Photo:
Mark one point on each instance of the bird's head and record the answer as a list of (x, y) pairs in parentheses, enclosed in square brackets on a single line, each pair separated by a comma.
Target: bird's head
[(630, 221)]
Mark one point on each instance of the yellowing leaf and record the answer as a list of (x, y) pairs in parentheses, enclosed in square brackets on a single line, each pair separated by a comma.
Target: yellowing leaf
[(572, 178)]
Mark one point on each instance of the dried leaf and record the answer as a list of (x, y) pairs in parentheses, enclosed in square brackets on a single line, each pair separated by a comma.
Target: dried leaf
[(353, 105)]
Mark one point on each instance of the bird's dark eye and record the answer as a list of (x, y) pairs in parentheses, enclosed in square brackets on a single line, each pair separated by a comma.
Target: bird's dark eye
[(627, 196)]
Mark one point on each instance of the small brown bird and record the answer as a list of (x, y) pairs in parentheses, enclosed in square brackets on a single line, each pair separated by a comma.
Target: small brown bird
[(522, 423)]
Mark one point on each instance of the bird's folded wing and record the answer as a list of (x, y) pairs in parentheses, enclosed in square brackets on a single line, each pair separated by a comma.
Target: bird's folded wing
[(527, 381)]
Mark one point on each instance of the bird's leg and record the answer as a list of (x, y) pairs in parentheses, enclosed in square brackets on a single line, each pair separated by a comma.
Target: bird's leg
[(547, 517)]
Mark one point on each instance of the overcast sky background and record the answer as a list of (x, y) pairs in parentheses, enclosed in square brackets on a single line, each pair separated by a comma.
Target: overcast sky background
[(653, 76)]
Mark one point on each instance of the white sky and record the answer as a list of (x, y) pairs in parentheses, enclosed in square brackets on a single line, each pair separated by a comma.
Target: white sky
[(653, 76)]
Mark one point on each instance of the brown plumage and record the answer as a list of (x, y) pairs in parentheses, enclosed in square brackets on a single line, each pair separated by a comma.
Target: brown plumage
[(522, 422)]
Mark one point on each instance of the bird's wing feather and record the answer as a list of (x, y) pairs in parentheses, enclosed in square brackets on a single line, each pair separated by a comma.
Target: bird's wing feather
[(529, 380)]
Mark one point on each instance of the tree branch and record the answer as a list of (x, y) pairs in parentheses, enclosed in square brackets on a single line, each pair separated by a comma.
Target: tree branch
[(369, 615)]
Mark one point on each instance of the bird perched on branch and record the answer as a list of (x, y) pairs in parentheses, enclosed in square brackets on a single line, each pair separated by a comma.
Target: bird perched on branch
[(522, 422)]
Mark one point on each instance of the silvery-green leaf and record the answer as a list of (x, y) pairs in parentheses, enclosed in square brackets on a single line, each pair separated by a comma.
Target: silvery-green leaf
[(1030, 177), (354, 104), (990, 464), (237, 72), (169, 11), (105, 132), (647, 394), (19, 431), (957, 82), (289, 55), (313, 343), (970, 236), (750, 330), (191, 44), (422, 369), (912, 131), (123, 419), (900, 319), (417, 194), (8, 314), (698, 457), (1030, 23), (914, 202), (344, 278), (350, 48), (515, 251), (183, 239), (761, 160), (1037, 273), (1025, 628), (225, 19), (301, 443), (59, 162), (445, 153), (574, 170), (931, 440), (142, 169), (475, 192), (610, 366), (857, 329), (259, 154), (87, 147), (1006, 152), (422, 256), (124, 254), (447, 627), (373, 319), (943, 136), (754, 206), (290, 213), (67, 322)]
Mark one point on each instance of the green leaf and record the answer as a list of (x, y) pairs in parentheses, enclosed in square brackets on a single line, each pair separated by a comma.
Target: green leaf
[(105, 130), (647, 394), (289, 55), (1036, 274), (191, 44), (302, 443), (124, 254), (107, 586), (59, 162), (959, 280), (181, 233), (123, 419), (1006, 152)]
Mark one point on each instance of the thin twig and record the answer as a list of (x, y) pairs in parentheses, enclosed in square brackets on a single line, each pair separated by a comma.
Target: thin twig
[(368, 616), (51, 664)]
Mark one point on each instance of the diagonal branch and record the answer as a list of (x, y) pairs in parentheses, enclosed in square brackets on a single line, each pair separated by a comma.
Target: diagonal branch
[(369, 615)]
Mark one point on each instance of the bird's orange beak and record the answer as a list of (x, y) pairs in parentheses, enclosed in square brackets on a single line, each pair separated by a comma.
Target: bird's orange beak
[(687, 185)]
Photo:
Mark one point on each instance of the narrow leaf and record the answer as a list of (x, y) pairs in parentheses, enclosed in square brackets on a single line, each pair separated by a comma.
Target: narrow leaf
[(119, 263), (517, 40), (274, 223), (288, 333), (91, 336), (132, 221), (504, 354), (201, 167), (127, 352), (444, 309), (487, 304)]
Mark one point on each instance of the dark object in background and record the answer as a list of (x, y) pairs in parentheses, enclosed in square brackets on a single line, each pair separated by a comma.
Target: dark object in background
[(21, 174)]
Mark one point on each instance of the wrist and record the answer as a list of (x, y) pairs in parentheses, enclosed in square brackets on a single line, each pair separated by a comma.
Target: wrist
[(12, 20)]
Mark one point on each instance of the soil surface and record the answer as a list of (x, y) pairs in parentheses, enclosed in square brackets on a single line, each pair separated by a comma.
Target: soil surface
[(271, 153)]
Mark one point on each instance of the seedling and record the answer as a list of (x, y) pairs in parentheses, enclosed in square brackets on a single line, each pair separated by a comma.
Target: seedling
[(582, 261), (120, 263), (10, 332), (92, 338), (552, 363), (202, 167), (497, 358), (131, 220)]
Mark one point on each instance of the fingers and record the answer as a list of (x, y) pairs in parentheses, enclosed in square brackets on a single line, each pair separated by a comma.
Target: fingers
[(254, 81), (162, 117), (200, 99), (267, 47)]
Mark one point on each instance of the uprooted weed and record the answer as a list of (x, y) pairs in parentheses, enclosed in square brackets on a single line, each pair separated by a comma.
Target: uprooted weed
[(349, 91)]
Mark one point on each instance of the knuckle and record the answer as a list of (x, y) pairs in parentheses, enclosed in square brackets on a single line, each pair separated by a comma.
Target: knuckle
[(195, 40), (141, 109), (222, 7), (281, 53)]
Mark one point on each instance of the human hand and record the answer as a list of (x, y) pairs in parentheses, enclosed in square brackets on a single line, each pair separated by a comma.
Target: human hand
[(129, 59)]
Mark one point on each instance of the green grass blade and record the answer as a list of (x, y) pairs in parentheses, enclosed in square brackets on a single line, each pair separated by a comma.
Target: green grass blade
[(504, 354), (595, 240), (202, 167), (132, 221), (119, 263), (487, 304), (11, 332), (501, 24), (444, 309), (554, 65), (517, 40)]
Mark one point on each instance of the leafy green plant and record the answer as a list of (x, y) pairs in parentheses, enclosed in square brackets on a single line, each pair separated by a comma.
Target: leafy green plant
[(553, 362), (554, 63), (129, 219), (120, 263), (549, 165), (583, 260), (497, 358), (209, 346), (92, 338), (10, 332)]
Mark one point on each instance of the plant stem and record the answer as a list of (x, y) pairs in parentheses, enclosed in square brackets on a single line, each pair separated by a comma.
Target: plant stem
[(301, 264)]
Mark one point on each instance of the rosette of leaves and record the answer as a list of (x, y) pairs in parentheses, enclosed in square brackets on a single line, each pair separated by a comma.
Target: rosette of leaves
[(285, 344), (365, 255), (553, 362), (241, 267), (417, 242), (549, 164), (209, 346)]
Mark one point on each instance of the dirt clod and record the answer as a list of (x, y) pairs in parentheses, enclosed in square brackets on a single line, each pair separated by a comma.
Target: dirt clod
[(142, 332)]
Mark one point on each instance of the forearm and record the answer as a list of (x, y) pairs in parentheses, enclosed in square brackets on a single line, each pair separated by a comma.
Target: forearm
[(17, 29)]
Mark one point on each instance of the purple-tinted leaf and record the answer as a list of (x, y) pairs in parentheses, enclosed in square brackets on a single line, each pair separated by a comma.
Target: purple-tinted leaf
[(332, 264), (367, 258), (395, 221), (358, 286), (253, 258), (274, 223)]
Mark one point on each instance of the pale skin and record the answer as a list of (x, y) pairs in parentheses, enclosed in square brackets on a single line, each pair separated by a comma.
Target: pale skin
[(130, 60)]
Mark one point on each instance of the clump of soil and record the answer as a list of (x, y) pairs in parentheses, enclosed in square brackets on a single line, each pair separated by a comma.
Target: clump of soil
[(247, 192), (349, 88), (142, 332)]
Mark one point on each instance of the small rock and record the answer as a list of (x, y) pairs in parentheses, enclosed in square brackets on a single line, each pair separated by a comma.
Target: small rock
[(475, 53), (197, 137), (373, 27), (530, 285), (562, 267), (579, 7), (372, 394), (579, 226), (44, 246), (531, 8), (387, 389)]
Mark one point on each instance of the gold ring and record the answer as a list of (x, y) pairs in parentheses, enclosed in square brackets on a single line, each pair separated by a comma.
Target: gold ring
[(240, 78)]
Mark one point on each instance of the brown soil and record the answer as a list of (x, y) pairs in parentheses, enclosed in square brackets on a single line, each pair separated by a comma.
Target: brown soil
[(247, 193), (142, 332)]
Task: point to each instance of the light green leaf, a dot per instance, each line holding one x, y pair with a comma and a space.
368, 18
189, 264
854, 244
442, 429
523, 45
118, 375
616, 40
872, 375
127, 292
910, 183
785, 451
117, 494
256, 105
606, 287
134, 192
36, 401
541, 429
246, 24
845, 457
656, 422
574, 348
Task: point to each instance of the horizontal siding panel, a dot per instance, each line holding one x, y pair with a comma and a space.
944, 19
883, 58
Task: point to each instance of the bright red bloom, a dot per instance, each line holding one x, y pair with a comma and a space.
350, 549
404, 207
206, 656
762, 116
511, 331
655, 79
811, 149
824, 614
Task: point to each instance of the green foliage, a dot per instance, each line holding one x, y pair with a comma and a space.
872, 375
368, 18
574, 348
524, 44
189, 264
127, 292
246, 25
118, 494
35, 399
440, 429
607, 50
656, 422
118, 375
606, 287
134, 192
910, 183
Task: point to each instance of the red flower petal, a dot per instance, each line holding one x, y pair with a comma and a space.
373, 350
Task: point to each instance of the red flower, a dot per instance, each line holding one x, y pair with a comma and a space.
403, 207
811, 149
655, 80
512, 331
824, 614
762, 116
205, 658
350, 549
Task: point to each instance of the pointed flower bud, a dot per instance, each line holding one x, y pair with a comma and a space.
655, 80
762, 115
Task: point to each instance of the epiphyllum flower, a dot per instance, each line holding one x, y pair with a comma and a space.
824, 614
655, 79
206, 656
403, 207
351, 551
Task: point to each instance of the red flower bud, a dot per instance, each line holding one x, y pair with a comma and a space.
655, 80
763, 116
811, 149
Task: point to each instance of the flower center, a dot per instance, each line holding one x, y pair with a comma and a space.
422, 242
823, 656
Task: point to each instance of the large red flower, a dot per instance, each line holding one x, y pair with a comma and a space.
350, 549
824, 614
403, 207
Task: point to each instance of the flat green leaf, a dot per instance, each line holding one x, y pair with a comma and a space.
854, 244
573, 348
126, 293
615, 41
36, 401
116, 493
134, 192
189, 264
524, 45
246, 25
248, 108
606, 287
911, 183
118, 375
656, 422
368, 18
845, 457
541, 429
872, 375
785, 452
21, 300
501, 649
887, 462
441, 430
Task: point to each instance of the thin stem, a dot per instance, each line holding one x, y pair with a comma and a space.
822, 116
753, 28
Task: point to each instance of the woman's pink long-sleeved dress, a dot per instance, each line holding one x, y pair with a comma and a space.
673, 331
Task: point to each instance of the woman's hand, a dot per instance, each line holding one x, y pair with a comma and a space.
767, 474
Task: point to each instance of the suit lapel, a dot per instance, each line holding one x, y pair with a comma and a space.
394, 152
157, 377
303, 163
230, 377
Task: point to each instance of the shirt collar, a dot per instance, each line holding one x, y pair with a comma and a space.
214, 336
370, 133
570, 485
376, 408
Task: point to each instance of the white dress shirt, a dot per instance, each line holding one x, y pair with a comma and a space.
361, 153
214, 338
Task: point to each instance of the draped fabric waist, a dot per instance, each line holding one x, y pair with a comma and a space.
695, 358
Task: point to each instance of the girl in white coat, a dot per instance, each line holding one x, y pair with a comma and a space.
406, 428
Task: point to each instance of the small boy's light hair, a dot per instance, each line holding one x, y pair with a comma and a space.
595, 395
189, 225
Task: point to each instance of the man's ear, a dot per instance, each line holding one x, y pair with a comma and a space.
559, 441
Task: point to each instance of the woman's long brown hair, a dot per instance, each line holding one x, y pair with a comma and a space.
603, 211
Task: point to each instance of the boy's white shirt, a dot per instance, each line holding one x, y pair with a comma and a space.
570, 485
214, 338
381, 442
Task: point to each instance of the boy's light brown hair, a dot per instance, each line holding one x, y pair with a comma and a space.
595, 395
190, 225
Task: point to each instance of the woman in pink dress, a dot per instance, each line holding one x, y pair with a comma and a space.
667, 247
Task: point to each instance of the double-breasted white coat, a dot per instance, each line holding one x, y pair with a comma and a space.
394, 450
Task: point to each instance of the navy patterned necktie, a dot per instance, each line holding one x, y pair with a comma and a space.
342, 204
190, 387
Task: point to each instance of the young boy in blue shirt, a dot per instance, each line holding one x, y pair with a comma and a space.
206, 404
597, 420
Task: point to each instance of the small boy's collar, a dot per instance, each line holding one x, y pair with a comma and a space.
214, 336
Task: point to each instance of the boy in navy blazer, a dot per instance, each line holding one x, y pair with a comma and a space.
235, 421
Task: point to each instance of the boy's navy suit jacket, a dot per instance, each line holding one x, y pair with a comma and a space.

◇ ◇ ◇ ◇

Extract from the listing above the lines between the line containing "Target: soil surface" and the line containing "Mark one point on each instance of the knuckle", keeping both of those lines. Output nothing else.

Target: soil surface
[(271, 153)]
Mark one point on each instance of the seedling and record the answer as a list of (x, y) pairs in parentheses, enclosed in square brackets on a single line, each pair separated by a comma.
Target: seedling
[(582, 261), (120, 263), (10, 332), (92, 338), (552, 363), (202, 167), (497, 358), (131, 220)]
Mark one point on each instance of the fingers and record the answer as a list of (x, y) pairs in parentheses, enclosed in square brackets on a single line, each pair separated by a comma.
Target: fingers
[(254, 81), (162, 117), (200, 99), (267, 47)]
Mark one point on each instance of the uprooted weed and record the answer as a list of (x, y) pairs in parentheses, enclosed in square brackets on a single line, each pair separated by a comma.
Target: uprooted weed
[(349, 91)]
Mark one point on each instance of the knuckle and record the answer as a list of (x, y) pairs in parentheses, enclosed in square brackets on a single line, each pair separated by a comma.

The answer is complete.